WORK TO COMPLETE: Copy out each line of the material below word for word, with nothing changed.
====== PROVIDED MATERIAL
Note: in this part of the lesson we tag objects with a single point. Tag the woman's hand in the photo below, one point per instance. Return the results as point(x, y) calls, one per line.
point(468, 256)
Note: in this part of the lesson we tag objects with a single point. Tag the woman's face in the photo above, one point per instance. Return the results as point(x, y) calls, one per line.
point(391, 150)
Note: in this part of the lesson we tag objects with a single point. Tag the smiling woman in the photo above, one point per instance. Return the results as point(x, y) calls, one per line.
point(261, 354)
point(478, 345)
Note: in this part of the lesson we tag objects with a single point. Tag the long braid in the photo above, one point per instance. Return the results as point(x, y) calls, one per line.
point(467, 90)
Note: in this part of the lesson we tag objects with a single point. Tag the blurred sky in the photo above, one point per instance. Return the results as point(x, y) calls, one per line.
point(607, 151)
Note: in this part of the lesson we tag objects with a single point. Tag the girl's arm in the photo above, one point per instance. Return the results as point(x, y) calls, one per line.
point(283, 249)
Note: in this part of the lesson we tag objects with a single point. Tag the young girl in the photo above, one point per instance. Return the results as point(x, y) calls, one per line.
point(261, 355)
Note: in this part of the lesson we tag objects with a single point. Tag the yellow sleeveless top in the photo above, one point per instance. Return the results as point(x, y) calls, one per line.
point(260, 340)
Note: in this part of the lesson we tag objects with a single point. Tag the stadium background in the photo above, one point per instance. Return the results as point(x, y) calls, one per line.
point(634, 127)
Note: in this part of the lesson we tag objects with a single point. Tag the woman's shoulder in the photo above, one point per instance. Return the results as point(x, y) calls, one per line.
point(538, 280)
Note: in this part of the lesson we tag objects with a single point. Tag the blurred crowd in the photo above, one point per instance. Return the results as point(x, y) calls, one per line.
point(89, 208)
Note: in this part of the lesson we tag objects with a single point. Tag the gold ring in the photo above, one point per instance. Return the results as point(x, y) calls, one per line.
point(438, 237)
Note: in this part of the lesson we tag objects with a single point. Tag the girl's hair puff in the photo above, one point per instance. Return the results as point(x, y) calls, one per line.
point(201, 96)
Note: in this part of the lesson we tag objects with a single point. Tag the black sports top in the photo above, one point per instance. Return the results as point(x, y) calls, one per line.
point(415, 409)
============
FINISHED TASK:
Note: in this part of the lesson we tag objects with a single point. Tag the woman's hand in the photo below, one point per instance. Return the results as point(x, y) calls, one per line.
point(468, 256)
Note: in this part of the lesson we tag objects with a single point. Tag the woman's face in the photo above, one point per instance. Return the results as point(x, y) calls, one per line.
point(391, 150)
Note: in this part of the lesson we tag objects with a single point. Tag the smiling woman in the photo above, one point per instance. Return the results as point(x, y) calls, one per line.
point(261, 354)
point(478, 345)
Note: in this part of the lesson we tag objects with a single point. Tag the long braid in the photo above, one point per instance. Return the results as point(x, y) calls, one per line.
point(467, 90)
Note: in this part of the lesson we tag objects with a single point. Tag the blurred sky in the photo above, one point per instance. Return the results as point(x, y) calls, one per line.
point(607, 151)
Note: in this part of the lesson we tag objects with a single point. Tag the girl's arm in the photo above, one point per instance. Return the results as point(x, y) calls, one per line.
point(283, 249)
Note: in this part of the lesson we tag objects with a single point. Tag the young girl in the photo above, one point per instance. Return the results as point(x, y) calls, one per line.
point(261, 355)
Note: in this part of the lesson we tag objects with a single point. Tag the yellow sleeveless top in the photo above, one point per instance. Return the results as point(x, y) calls, one per line.
point(260, 340)
Note: in this part of the lesson we tag objects with a single point. Tag the stadium background in the photo above, one point per instance. Return the results as point(x, y) calls, one per line.
point(634, 127)
Note: in this part of the lesson we tag objects with a single point. Tag the woman's shoulder in the photo above, one point per instance. Return the results as point(x, y) calls, one per line.
point(538, 280)
Note: in this part of the lesson we tag objects with a single point. Tag the blurred crowd in the photo above, one point per instance. Return the results as point(x, y) calls, one per line.
point(89, 208)
Note: in this part of the lesson we tag objects with a single point. Tag the gold ring in the photo above, one point per instance. Return the results as point(x, y) calls, one per line.
point(438, 237)
Note: in this part of the lesson we tag objects with a single point. Tag the girl's hair puff in the photo above, one point per instance. Return the results as point(x, y) calls, one per line.
point(201, 96)
Note: in this part of the lesson we tag objects with a single point. Tag the black sports top in the photo above, one point per instance. Return the results as point(x, y) calls, one per line.
point(415, 409)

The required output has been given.